_Jouw opdracht_
Geef aan hoe de afwijking van artikel 7, lid 1, sub a, van de richtlijn volgens vaste rechtspraak moet worden uitgelegd, zoals vermeld in het fragment over de pensioenleeftijd hieronder.

_Te lezen fragment_
%%

25 Om te beginnen dient erop te worden gewezen, dat volgens vaste rechtspraak de in artikel 7, lid 1, sub a, van de richtlijn voorziene afwijking strikt moet worden uitgelegd (zie onder meer arrest van 30 maart 1993, Thomas e.a., C-328/91, Jurispr. blz. I-1247, punt 8). Wanneer een lidstaat met toepassing van dat artikel voorziet in een voor mannen en vrouwen verschillende pensioenleeftijd voor de toekenning van ouderdoms- en rustpensioenen, is de werkingssfeer van de toegestane afwijking beperkt tot de discriminaties die een objectieve en noodzakelijke band hebben met het verschil in pensioenleeftijd (arrest Thomas e.a., reeds aangehaald, en arrest van 19 oktober 1995, Richardson, C-137/94, Jurispr. blz. I-3407, punt 18). Indien daarentegen een nationale regeling het verschil in pensioenleeftijd heeft opgeheven, mag de lidstaat geen verschil op grond van het geslacht in de wijze van berekening van het pensioen handhaven (arrest Van Cant, reeds aangehaald, punt 13).

26 Uit de aard van de in artikel 7, lid 1, van de richtlijn voorkomende uitzonderingen kan worden afgeleid, dat de communautaire wetgever de lidstaten heeft willen toestaan tijdelijk de aan vrouwen toegekende voordelen op pensioengebied te handhaven, teneinde hen in staat te stellen hun pensioenstelsels op dit punt geleidelijk aan te passen zonder het ingewikkelde financiële evenwicht van die stelsels - een aspect dat niet kon worden genegeerd - te verstoren (arrest van 7 juli 1992, Equal Opportunities Commission, C-9/91, Jurispr. blz. I-4297, punt 15).

27 Vastgesteld moet dus worden, of in een geval als het in het hoofdgeding aan de orde zijnde, de discriminatie ter zake van de wijze van berekening van de rustpensioenen een noodzakelijke en objectieve band heeft met de handhaving van nationale bepalingen die de pensioenleeftijd verschillend vaststellen naar gelang van het geslacht en derhalve onder de afwijking van artikel 7, lid 1, sub a, van de richtlijn vallen.

28 Dienaangaande zij eraan herinnerd, dat blijkens punt 13 van het arrest Van Cant (reeds aangehaald) de vraag, of de nationale regeling het verschil in pensioenleeftijd tussen mannelijke en vrouwelijke werknemers heeft gehandhaafd, een feitelijke kwestie is die ter beoordeling van de nationale rechter staat.

%%

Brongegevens

%%

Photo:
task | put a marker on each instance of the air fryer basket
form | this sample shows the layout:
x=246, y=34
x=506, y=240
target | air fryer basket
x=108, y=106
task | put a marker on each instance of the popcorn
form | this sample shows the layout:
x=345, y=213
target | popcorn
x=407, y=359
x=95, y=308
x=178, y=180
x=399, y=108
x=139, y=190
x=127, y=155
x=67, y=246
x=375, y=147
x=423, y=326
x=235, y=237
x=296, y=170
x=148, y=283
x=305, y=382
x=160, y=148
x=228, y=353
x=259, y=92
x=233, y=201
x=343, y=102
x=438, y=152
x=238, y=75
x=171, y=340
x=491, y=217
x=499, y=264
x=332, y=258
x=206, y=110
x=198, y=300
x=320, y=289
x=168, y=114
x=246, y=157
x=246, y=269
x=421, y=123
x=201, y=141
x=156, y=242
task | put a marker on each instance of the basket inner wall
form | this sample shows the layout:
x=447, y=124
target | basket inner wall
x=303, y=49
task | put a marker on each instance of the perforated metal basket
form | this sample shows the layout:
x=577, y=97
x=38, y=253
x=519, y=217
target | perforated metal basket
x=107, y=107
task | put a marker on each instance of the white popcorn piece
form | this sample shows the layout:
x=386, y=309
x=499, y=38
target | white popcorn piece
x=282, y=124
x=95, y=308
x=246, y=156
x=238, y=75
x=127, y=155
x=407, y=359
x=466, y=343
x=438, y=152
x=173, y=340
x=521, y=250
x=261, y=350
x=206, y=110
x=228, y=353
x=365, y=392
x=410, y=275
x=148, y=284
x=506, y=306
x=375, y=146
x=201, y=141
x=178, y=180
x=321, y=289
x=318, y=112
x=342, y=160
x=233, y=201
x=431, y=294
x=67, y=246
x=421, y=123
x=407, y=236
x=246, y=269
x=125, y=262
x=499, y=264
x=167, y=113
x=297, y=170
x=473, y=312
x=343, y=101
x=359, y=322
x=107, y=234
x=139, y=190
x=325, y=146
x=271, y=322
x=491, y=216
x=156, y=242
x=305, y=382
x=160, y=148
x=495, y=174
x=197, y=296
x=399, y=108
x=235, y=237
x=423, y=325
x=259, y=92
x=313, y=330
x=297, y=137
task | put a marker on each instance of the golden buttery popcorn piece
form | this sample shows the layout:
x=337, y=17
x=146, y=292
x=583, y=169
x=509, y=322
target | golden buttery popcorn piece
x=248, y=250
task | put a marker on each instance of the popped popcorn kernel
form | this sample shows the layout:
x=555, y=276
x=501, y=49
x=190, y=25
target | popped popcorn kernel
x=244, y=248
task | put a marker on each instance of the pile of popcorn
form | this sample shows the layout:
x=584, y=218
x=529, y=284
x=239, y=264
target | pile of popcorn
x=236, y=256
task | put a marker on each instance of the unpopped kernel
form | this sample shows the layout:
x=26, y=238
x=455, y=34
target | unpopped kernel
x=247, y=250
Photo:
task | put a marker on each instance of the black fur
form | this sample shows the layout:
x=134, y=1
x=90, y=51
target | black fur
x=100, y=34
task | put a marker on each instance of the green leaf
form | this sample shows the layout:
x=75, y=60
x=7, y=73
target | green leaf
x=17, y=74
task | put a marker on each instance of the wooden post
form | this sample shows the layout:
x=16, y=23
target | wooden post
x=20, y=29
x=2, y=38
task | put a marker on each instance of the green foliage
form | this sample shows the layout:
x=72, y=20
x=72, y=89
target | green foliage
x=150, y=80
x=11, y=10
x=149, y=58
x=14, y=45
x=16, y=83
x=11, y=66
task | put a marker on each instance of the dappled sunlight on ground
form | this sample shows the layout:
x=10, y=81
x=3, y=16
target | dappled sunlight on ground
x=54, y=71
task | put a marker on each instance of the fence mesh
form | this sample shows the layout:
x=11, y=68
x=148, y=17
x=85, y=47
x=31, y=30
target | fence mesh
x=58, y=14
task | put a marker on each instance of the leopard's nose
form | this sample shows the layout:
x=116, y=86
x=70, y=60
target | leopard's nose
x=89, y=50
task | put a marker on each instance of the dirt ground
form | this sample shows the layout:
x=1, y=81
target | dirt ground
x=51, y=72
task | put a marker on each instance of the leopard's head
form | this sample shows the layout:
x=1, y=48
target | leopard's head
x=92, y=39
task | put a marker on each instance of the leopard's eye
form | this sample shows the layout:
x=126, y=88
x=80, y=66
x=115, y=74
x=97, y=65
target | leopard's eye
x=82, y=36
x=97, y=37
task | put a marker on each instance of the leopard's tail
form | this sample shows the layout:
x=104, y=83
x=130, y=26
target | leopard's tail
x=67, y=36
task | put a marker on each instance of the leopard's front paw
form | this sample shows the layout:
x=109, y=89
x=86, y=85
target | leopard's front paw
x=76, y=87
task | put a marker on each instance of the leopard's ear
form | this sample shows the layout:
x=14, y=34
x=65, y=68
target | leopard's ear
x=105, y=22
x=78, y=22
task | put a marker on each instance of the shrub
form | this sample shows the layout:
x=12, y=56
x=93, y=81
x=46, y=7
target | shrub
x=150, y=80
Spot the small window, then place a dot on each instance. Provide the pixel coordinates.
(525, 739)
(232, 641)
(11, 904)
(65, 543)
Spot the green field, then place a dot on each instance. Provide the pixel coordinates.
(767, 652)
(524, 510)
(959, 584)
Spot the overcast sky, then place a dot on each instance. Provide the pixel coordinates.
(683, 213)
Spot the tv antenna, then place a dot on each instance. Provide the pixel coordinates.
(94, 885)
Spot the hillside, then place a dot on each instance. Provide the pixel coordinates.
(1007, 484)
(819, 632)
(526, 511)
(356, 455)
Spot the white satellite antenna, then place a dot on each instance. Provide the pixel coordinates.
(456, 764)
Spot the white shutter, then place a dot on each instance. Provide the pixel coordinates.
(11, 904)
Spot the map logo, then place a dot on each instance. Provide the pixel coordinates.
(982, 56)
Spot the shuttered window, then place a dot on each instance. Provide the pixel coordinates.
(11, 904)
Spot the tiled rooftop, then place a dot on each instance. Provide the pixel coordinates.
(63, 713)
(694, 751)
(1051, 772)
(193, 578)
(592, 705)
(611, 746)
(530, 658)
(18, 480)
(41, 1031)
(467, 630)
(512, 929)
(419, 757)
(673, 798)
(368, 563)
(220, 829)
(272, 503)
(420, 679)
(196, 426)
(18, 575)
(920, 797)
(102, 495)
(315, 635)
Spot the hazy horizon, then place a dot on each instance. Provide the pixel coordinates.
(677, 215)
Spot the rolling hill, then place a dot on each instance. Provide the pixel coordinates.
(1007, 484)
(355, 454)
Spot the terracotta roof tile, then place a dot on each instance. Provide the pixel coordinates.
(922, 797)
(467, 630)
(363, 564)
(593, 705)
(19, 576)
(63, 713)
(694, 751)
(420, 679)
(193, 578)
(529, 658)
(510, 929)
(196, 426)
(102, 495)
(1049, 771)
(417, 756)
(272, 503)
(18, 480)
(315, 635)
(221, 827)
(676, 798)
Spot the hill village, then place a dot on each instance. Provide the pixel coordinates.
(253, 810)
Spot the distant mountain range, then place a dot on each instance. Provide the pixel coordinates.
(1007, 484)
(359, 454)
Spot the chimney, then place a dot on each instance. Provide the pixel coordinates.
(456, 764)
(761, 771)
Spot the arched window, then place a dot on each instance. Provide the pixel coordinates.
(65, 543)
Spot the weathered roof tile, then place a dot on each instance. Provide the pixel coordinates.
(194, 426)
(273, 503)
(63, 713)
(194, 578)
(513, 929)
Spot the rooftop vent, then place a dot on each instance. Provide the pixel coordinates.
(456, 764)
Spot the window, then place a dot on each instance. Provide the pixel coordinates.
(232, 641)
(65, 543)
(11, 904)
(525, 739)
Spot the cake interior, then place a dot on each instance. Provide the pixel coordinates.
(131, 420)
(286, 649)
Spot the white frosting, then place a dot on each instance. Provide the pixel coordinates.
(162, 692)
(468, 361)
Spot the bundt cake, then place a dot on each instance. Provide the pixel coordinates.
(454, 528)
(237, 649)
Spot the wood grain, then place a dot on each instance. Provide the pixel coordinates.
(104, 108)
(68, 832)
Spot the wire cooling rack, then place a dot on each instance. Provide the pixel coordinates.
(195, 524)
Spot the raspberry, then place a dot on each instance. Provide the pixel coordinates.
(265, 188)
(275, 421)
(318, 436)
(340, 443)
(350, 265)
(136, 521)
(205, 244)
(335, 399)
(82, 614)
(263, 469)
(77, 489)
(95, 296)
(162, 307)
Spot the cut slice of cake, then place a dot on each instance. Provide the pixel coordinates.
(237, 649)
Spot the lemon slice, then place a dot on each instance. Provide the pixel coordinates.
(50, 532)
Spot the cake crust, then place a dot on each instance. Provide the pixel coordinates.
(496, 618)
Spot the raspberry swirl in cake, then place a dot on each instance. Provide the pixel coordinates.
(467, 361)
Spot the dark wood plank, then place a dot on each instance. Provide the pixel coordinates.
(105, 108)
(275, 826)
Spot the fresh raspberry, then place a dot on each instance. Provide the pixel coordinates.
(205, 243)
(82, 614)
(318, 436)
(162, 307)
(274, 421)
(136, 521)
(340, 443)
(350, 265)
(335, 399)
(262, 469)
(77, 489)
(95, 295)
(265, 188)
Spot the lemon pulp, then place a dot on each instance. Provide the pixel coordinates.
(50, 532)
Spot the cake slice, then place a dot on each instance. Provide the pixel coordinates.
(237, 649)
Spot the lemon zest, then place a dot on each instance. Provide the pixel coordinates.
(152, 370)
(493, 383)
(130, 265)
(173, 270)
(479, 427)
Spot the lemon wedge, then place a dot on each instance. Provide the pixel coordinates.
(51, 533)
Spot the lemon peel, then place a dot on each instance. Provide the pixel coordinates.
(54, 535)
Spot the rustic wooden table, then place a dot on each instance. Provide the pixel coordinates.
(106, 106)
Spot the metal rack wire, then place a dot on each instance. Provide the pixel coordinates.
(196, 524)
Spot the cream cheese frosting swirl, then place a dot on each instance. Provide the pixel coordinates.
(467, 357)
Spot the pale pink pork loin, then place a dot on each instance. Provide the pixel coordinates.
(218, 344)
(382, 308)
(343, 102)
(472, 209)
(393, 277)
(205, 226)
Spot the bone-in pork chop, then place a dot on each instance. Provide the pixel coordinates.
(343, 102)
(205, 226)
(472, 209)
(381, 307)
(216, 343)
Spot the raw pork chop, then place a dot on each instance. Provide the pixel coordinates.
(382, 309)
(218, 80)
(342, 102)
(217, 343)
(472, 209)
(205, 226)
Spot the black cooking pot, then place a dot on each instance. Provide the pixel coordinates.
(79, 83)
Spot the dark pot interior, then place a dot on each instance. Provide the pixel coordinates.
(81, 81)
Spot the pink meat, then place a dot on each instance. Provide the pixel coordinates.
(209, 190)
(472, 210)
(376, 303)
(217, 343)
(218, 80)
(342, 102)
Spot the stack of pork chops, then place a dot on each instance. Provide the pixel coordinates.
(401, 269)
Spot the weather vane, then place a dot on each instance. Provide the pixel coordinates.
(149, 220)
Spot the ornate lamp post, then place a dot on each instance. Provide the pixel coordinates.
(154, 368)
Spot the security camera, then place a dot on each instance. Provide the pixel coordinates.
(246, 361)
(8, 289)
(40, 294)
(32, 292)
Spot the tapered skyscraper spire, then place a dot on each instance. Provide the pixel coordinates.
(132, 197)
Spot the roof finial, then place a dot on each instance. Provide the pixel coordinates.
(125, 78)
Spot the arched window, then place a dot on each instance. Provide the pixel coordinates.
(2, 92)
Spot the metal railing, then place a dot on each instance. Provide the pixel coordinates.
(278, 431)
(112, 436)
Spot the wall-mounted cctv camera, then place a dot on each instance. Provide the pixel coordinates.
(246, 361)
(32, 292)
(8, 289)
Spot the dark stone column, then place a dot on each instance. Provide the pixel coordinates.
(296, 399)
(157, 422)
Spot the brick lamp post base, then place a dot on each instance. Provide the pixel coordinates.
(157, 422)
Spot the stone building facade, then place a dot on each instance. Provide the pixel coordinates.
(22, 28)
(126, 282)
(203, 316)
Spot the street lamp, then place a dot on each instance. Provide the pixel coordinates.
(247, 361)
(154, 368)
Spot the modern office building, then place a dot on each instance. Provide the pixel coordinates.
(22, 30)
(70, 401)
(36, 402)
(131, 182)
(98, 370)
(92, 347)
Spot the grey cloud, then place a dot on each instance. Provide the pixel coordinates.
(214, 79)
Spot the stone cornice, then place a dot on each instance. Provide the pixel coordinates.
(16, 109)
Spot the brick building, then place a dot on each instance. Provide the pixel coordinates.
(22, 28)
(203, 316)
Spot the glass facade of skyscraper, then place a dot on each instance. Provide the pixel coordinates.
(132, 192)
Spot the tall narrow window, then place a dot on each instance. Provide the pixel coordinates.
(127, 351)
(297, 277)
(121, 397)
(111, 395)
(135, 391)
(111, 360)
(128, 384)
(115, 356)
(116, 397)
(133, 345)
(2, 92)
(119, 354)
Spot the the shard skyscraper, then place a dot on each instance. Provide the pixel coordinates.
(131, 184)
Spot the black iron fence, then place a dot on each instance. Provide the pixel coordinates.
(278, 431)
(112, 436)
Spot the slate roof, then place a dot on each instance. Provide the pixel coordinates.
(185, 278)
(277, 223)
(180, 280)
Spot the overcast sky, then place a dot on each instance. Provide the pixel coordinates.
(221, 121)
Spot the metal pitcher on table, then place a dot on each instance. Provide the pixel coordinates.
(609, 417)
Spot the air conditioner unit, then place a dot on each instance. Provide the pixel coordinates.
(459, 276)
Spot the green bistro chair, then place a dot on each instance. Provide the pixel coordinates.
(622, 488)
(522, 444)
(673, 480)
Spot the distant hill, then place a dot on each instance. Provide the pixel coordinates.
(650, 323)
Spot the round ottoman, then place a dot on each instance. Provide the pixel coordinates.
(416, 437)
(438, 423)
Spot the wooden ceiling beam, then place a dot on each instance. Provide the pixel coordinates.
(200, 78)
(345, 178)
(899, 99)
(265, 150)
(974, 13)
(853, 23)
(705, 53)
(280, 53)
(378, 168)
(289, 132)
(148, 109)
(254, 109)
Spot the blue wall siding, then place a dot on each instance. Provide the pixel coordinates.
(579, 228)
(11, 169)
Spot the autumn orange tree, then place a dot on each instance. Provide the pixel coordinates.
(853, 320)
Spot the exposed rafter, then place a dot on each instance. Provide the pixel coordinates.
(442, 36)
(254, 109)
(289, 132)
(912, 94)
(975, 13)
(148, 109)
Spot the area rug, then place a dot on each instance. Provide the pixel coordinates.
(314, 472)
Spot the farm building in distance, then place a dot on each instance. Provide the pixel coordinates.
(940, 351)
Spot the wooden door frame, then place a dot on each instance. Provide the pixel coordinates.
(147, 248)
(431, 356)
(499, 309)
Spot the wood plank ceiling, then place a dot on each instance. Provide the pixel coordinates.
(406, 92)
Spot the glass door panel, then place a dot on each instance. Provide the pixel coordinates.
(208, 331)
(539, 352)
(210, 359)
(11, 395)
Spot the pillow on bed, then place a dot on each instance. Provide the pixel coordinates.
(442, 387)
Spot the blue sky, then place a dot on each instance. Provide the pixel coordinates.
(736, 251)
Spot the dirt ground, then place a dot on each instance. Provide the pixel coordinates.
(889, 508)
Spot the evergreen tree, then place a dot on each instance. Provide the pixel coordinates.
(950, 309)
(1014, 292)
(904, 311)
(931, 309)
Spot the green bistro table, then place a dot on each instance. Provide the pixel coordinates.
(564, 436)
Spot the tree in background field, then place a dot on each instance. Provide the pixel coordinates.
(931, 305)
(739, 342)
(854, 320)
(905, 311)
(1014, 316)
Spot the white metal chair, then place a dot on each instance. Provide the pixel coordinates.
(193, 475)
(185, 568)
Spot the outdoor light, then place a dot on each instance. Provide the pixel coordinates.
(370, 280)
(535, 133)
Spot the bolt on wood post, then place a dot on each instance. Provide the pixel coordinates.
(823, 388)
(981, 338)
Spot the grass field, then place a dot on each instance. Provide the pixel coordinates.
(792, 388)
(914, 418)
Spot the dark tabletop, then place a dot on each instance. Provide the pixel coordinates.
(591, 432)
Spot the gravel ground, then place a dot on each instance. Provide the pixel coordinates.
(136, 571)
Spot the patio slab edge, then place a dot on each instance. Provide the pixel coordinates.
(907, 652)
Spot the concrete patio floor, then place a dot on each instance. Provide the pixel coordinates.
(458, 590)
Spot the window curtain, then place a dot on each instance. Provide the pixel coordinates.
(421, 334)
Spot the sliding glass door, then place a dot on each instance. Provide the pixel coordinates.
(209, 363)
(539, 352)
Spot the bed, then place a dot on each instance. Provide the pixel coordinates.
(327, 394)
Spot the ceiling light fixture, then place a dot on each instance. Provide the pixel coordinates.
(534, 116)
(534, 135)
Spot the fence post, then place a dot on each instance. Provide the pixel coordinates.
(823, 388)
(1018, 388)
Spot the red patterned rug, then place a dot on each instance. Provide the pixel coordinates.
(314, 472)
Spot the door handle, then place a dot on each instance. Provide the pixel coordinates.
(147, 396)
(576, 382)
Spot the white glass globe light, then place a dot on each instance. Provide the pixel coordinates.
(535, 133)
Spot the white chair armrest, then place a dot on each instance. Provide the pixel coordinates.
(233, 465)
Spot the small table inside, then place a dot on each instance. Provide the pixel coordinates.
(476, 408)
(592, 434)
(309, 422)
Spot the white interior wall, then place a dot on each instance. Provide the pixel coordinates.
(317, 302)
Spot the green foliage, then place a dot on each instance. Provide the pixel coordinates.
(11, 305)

%%

_Schriftelijk antwoord_
Volgens vaste rechtspraak moet die afwijking strikt worden uitgelegd.